EXERCISE REQUIREMENTS:
1. Output the passage from the sperm differentiation excerpt that starts with the words containing "The animal studies" and ends with "described protocol [32,33].".
2. According to the sperm differentiation excerpt, through what were germ cell suspensions filtered before centrifugation?

3.4. CDC42/BROG/SEPTs and Terminal Differentiation of Sperm

In mammalian cells, BROG (Binder of Rho GTPases), a downstream effector of CDC42, binds with SEPT2/6/7 and CDC42 [20,31]. Expression of BROG3 binds to SEPT6 and 7 and induces the formation of long and thick SEPT2/6/7 filaments [20]. The localization of BROG3 is distributed with SEPTs, and overexpression of BROG3 appears to bundle or extend the SEPTs filaments. Furthermore, an activated CDC42 mutant binds to BROG and inhibits the binding of BORG3 to SEPT7 in a dose-dependent manner through coimmunoprecipitation. SEPTs redistribute in aggregated patterns after CDC42 is overexpressed. In this study, the terminal differentiations of male germ cells entail a more complicated and dynamic process than cell models. First, at spermatids, enriched SEPT12 and slightly expressed CDC42 are localized at the perinuclear mantle of the manchette (Figure 2A and Figure 3A). In Figure 2A, the highly expressed CDC42 were aggregated at the bottom regions of the spermatid head. SEPT12 was expressed in comparable patterns (Figure 3A), similar to the cell models in which overexpressed CDC42 induced the aggregation of SEPTs. The highly expressed CDC42 and aggregated SEPT12 were localized at the neck region of elongated spermatids and at the midpiece of mature sperm (Figure 2B,C and Figure 3B,C). The dynamic changes of SEPT12 polymerization seemed to be regulated by the negative activation of CDC42.

4. Experimental Section

4.1. Scanning Electron Microscopy

The animal studies were all approved by the Animal Care Review Board of National Cheng-Kung University Medical College (code: 99087, 14 December 2009). Mature spermatozoa were flushed from the vas deferens of adult male mice and washed with 1× phosphate-buffered saline three times. The suspensions were then centrifuged with maximal force for 10 min, spread on a slide, and air dried. The SEM examination was conducted according to a previously described protocol [32,33].

4.2. Testicular Germ Cell Isolation

Separation of spermatogenic cells according to the density of various types of germ cells was performed using a centrifugal system as described previously [34]. After decapsulation and digestion using an enzyme, germ cell suspensions were filtered through 35-μM nylon filters (Falcon, Austin, TX, USA) and then centrifuged. Male germ cells in different developmental stages were collected. Mature spermatozoa were collected from the cauda epididymis of adult male mice. Finally, the suspensions were centrifuged with maximal force for 10 min, spread on a slide, and air dried.

Natural-language object grounding data
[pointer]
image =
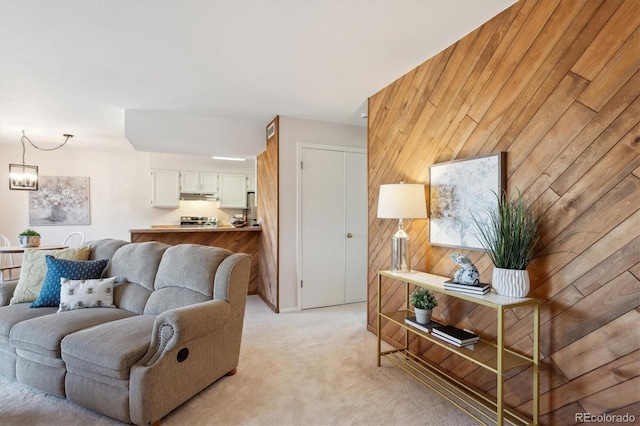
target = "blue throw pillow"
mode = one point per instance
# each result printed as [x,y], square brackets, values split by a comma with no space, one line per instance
[63,268]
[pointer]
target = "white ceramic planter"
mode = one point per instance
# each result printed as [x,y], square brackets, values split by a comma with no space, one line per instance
[511,282]
[423,316]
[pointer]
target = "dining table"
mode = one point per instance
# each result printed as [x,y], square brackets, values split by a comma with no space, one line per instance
[20,249]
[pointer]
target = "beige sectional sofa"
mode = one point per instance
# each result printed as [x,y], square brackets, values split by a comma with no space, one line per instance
[175,330]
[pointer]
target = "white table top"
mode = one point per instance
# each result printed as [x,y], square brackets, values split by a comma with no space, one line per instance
[20,249]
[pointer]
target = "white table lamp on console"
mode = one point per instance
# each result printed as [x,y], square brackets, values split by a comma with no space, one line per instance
[401,201]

RESPONSES BY TASK:
1.
The animal studies were all approved by the Animal Care Review Board of National Cheng-Kung University Medical College (code: 99087, 14 December 2009). Mature spermatozoa were flushed from the vas deferens of adult male mice and washed with 1× phosphate-buffered saline three times. The suspensions were then centrifuged with maximal force for 10 min, spread on a slide, and air dried. The SEM examination was conducted according to a previously described protocol [32,33].

2. 35-μM nylon filters (Falcon, Austin, TX, USA).